Текст упражнения
********

Таким образом, даже в пределах узко ограниченного поля слов с суффиксом -изм сосуществуют понятия, относящиеся к двум разным типам. Сосуществование нововременного понятия с понятием, так сказать, старого покроя возможно даже в пределах одной лексемы. Так, например, в слове гуманизм уживаются два значения, терминологическое и нововременное: в первом это слово описывает совокупность явлений, характерных для эпохи Возрождения, а во втором — отсылает либо к установке на гуманистические ценности, либо — в бытовом, расхожем употреблении — к гуманности как аффективно-поведенческой модели. Эти смыслы в принципе независимы, хотя они могут окказионально связываться (как правило, в полемических целях, подчиняющих первый тип значения — второму1). Соединение нововременной и ненововременной семантики в одном классе слов или даже в одной лексеме иллюстрирует тезис о том, что в Новое время современность и не-современность были и остаются диалектически сопряжены. С этой же точки зрения можно попытаться уточнить и две выявленные Козеллеком характеристики нововременных понятий — футуристичность и «сингулярность».
Проекты будущего, пусть даже мыслимые прежде всего как процесс, а не как результат, в сознании исторических агентов включают в себя представление о том обществе, за которое они борются и в котором, таким образом, жаждут увидеть конец Нового времени. Входя в коллективное воображаемое, эти представления не могут не видоизменять сам характер Нового времени. В данном случае вновь ярким примером оказывается советская власть, время от времени отодвигавшая срок предполагаемого наступления коммунистического будущего. Можно сказать, что советская темпоральность искажает суть Нового времени, трактуя его буквалистски, в духе стадиальной периодизации. Однако возможность подобного прочтения нововременной футурологии, неизбежно влекущего за собой историческую фрустрацию, заложена уже в либеральной идее прогресса, к началу XX столетия ставшей общим местом:
…Даже сроки предсказали —
Кто — лет двести, кто — пятьсот,
А пока лежи в печали
И мычи, как идиот.

********

Исходные данные
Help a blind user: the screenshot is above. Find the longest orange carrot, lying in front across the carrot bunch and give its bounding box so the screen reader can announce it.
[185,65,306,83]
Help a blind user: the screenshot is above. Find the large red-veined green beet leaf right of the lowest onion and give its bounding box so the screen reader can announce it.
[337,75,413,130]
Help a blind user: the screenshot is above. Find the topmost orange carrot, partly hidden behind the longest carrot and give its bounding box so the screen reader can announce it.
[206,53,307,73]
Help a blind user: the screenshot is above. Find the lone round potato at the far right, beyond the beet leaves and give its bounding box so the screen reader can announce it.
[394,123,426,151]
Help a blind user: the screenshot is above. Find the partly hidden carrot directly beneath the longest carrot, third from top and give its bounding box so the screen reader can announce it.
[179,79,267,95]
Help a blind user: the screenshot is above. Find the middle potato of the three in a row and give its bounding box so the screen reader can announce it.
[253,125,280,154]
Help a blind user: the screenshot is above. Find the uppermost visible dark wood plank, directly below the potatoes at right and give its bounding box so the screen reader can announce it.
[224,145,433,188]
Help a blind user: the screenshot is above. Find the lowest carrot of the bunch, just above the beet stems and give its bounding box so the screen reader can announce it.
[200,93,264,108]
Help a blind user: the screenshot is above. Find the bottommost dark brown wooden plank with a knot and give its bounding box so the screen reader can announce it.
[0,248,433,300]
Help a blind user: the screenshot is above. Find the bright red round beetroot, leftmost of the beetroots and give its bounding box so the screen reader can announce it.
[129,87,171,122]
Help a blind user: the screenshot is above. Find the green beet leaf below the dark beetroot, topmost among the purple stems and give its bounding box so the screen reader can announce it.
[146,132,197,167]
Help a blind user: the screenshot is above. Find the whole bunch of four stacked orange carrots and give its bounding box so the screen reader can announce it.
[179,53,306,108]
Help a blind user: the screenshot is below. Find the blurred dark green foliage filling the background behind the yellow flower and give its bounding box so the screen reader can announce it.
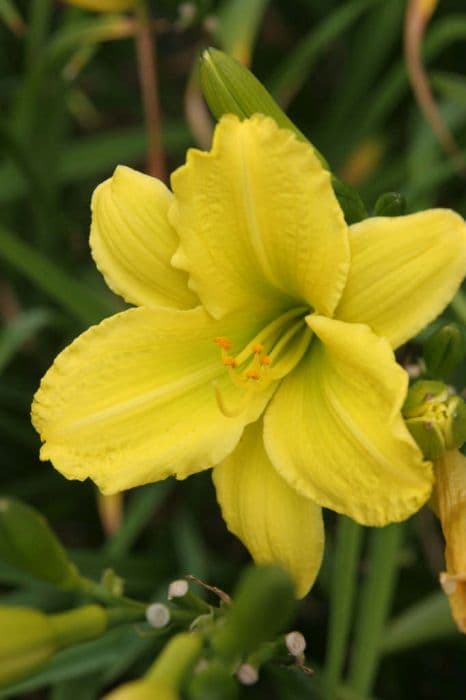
[0,0,466,700]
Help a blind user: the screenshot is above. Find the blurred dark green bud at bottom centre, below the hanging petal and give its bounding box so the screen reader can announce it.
[211,565,295,660]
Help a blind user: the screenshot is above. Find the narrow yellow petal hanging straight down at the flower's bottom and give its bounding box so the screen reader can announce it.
[213,421,324,598]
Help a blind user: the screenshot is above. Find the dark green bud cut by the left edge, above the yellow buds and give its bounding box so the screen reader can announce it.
[0,498,79,588]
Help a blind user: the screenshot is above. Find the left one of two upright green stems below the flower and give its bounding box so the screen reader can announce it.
[322,516,363,700]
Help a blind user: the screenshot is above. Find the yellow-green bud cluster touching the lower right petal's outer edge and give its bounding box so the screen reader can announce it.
[403,381,466,459]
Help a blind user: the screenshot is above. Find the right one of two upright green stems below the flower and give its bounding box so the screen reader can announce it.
[347,524,403,695]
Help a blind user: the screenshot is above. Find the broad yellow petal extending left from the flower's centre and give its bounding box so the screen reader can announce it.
[32,307,273,493]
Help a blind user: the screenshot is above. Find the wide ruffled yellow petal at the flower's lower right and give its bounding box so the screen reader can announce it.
[265,315,432,525]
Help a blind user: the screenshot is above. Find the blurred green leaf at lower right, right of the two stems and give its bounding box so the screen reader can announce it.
[380,592,458,654]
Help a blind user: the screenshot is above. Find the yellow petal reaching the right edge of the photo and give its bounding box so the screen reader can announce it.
[336,209,466,348]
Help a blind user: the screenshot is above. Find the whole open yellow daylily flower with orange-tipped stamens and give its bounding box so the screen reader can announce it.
[32,115,466,595]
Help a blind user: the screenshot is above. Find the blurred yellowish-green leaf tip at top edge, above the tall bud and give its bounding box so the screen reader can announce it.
[215,0,269,65]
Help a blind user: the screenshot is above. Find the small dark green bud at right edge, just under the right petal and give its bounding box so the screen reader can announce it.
[424,323,466,378]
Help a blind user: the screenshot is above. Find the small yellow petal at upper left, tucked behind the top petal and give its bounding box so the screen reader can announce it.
[90,165,199,309]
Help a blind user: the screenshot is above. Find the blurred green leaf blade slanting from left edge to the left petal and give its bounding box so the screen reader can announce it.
[0,225,114,326]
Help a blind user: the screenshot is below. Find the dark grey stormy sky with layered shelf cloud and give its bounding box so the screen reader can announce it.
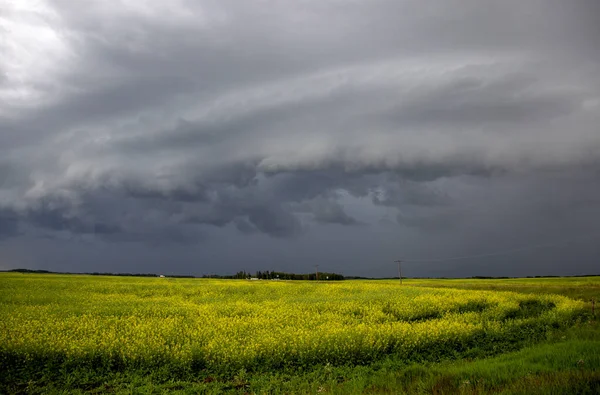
[0,0,600,276]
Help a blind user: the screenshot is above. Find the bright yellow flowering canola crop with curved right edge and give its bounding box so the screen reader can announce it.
[0,273,584,384]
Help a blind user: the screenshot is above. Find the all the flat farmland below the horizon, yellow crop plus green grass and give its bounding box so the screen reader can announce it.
[0,273,600,393]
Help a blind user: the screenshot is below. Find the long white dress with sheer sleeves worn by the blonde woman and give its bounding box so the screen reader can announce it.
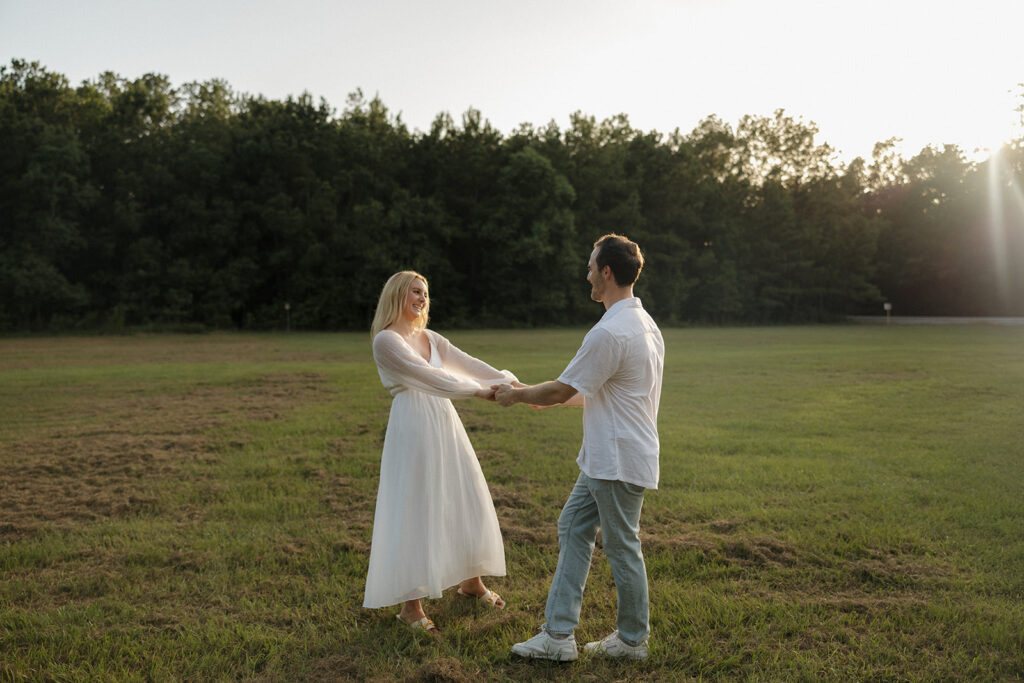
[362,330,515,607]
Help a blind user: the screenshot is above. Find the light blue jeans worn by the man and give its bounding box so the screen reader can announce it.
[544,472,650,645]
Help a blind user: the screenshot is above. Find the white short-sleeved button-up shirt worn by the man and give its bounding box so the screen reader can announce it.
[558,297,665,488]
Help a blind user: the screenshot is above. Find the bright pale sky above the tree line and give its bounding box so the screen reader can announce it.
[6,0,1024,160]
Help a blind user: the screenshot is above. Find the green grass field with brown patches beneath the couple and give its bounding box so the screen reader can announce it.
[0,326,1024,681]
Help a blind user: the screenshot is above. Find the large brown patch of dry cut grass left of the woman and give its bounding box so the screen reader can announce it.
[0,373,328,541]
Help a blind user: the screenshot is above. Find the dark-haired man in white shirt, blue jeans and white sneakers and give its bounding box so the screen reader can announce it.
[495,233,665,661]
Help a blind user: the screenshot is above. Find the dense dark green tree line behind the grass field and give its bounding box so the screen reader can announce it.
[0,59,1024,331]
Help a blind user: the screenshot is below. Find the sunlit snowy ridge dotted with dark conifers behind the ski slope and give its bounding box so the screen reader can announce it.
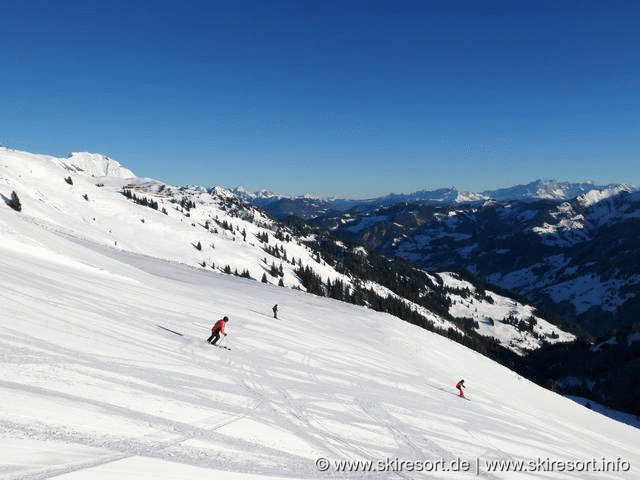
[0,149,574,354]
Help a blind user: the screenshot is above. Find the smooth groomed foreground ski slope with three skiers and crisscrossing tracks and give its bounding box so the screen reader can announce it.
[0,197,640,480]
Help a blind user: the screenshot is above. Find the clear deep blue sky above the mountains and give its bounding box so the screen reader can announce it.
[0,0,640,198]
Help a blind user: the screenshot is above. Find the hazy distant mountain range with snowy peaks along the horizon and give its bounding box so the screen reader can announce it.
[233,180,637,219]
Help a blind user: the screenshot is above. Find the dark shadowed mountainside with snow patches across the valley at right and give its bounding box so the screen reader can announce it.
[314,185,640,335]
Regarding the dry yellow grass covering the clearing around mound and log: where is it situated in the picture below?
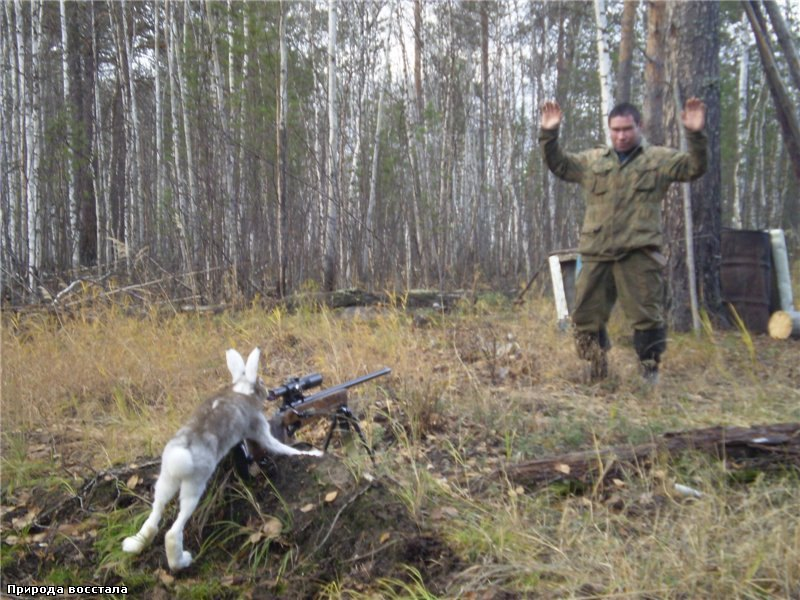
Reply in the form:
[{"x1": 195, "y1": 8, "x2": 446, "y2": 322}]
[{"x1": 2, "y1": 290, "x2": 800, "y2": 598}]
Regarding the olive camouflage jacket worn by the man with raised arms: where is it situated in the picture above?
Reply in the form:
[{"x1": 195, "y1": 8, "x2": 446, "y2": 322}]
[{"x1": 539, "y1": 129, "x2": 708, "y2": 260}]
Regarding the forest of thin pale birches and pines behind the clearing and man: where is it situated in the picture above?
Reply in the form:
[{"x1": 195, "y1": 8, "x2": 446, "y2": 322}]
[{"x1": 0, "y1": 0, "x2": 800, "y2": 323}]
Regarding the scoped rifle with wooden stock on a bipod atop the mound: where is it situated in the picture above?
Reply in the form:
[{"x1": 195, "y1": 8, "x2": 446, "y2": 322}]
[{"x1": 235, "y1": 367, "x2": 392, "y2": 474}]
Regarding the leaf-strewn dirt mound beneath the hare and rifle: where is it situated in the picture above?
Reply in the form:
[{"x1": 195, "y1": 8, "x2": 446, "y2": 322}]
[{"x1": 2, "y1": 455, "x2": 458, "y2": 598}]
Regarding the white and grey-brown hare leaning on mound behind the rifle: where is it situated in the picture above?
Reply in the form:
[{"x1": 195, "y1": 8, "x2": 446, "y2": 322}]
[{"x1": 122, "y1": 348, "x2": 322, "y2": 571}]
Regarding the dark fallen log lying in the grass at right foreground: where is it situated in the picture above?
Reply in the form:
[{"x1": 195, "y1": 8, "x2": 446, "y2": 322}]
[{"x1": 472, "y1": 423, "x2": 800, "y2": 489}]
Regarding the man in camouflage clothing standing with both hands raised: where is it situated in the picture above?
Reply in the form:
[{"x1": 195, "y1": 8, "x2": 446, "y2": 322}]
[{"x1": 539, "y1": 98, "x2": 708, "y2": 383}]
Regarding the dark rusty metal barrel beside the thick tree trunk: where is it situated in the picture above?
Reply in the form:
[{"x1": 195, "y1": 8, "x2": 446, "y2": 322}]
[{"x1": 720, "y1": 229, "x2": 772, "y2": 333}]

********

Цель задания
Повторите целиком текст упражнения о нововременных понятиях, не внося в него никаких изменений.

Ответ к задаче
Таким образом, даже в пределах узко ограниченного поля слов с суффиксом -изм сосуществуют понятия, относящиеся к двум разным типам. Сосуществование нововременного понятия с понятием, так сказать, старого покроя возможно даже в пределах одной лексемы. Так, например, в слове гуманизм уживаются два значения, терминологическое и нововременное: в первом это слово описывает совокупность явлений, характерных для эпохи Возрождения, а во втором — отсылает либо к установке на гуманистические ценности, либо — в бытовом, расхожем употреблении — к гуманности как аффективно-поведенческой модели. Эти смыслы в принципе независимы, хотя они могут окказионально связываться (как правило, в полемических целях, подчиняющих первый тип значения — второму1). Соединение нововременной и ненововременной семантики в одном классе слов или даже в одной лексеме иллюстрирует тезис о том, что в Новое время современность и не-современность были и остаются диалектически сопряжены. С этой же точки зрения можно попытаться уточнить и две выявленные Козеллеком характеристики нововременных понятий — футуристичность и «сингулярность».
Проекты будущего, пусть даже мыслимые прежде всего как процесс, а не как результат, в сознании исторических агентов включают в себя представление о том обществе, за которое они борются и в котором, таким образом, жаждут увидеть конец Нового времени. Входя в коллективное воображаемое, эти представления не могут не видоизменять сам характер Нового времени. В данном случае вновь ярким примером оказывается советская власть, время от времени отодвигавшая срок предполагаемого наступления коммунистического будущего. Можно сказать, что советская темпоральность искажает суть Нового времени, трактуя его буквалистски, в духе стадиальной периодизации. Однако возможность подобного прочтения нововременной футурологии, неизбежно влекущего за собой историческую фрустрацию, заложена уже в либеральной идее прогресса, к началу XX столетия ставшей общим местом:
…Даже сроки предсказали —
Кто — лет двести, кто — пятьсот,
А пока лежи в печали
И мычи, как идиот.